Records to use section start

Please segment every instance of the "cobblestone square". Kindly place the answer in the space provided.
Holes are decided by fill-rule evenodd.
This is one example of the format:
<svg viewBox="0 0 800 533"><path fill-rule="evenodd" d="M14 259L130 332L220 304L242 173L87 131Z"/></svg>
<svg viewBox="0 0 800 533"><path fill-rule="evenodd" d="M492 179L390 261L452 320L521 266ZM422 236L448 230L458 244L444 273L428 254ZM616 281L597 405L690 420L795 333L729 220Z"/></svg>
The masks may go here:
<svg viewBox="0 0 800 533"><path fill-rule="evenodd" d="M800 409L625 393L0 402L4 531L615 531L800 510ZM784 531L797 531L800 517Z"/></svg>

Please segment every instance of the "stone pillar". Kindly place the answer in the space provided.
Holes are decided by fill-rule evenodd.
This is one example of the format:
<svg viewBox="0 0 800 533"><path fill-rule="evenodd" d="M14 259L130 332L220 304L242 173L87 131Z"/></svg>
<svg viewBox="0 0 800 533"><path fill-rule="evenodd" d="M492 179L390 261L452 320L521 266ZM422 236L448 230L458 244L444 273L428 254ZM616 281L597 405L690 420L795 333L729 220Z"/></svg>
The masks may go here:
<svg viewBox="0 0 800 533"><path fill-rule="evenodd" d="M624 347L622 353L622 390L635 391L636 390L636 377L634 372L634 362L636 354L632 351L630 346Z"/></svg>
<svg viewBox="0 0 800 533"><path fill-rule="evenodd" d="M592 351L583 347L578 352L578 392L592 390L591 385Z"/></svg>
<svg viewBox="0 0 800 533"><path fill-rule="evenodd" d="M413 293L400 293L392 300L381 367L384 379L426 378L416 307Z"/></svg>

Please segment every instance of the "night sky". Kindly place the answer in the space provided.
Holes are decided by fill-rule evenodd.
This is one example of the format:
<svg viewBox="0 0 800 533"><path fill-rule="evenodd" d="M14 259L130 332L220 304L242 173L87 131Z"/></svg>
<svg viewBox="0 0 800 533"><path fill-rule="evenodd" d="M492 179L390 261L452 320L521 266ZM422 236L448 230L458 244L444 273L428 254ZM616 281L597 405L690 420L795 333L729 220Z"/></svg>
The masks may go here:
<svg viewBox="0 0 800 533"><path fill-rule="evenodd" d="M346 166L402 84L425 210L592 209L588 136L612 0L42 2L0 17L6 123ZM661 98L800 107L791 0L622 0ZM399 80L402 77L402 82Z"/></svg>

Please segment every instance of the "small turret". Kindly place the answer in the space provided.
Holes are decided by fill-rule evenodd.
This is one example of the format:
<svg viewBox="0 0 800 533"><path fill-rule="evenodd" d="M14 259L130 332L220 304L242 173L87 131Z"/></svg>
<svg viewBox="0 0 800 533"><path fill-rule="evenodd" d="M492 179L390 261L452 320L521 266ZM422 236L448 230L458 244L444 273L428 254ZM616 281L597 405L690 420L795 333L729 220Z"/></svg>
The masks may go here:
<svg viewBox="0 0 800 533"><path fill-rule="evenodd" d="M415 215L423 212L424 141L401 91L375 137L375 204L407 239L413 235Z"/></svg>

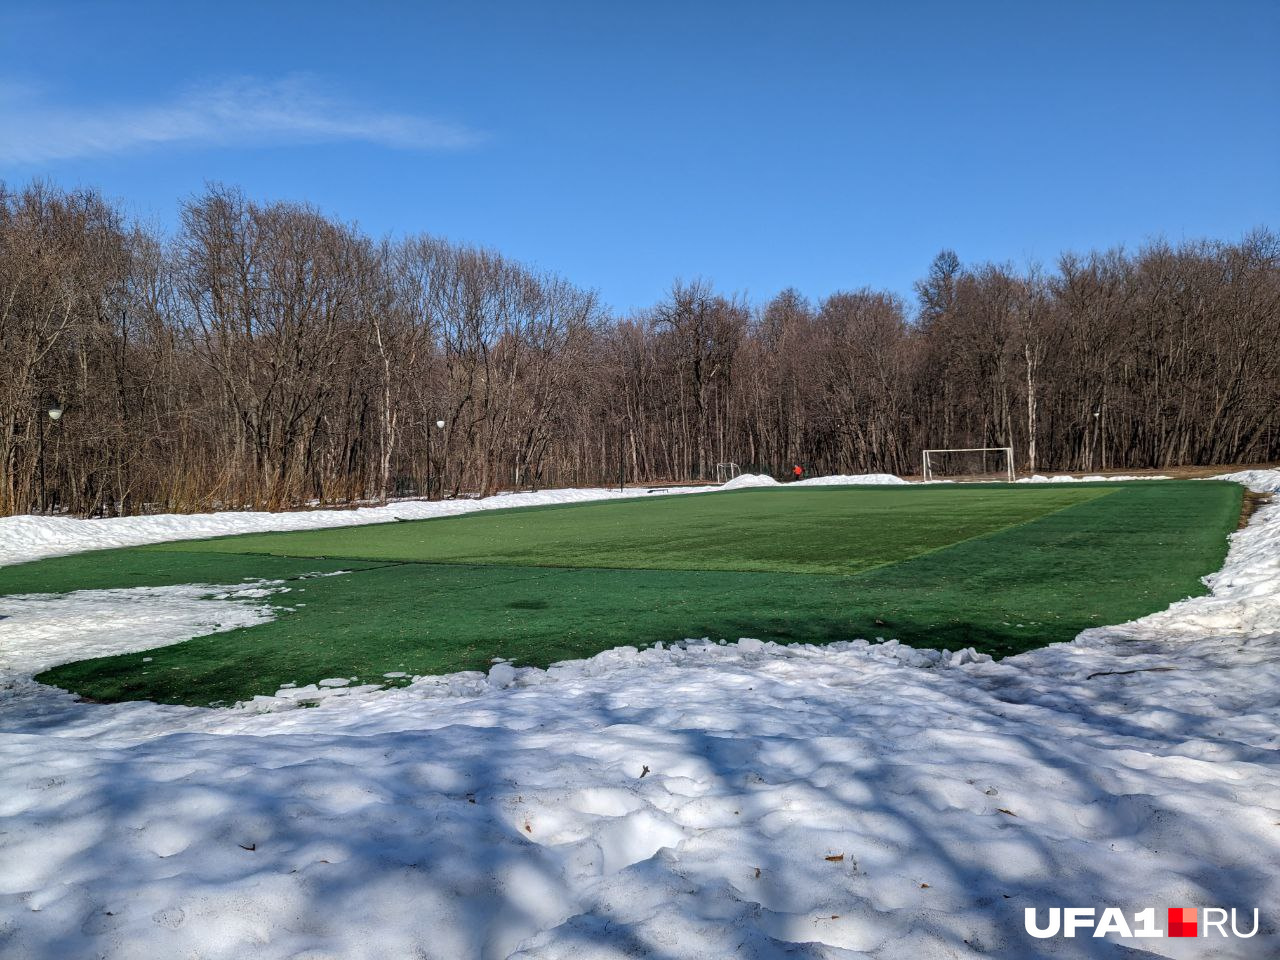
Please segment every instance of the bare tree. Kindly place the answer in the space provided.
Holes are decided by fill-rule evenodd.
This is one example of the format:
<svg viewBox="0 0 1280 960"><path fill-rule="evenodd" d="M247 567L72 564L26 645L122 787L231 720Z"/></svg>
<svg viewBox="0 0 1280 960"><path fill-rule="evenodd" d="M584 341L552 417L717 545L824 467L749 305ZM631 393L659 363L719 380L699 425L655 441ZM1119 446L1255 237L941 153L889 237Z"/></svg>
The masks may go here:
<svg viewBox="0 0 1280 960"><path fill-rule="evenodd" d="M943 251L916 292L913 315L869 289L752 307L698 280L615 318L493 251L225 187L164 236L0 184L0 512L461 496L620 460L902 472L924 446L1033 471L1280 456L1274 233L1048 273Z"/></svg>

Records to use section end

→ **The task**
Copy, from the lines above, each one that holds "answer".

→ **Written response**
Please segment every instance of the "cobblestone square". Kindly place the answer in the space provided.
Please segment every instance of the "stone pillar". Kindly place the answer in the space provided.
Please segment every instance of the "night sky". Kindly place the answer in the space provided.
Please segment every instance of the "small turret". Kindly place the answer in the space provided.
Please segment every instance of the bare tree. Kindly place the answer in the space provided.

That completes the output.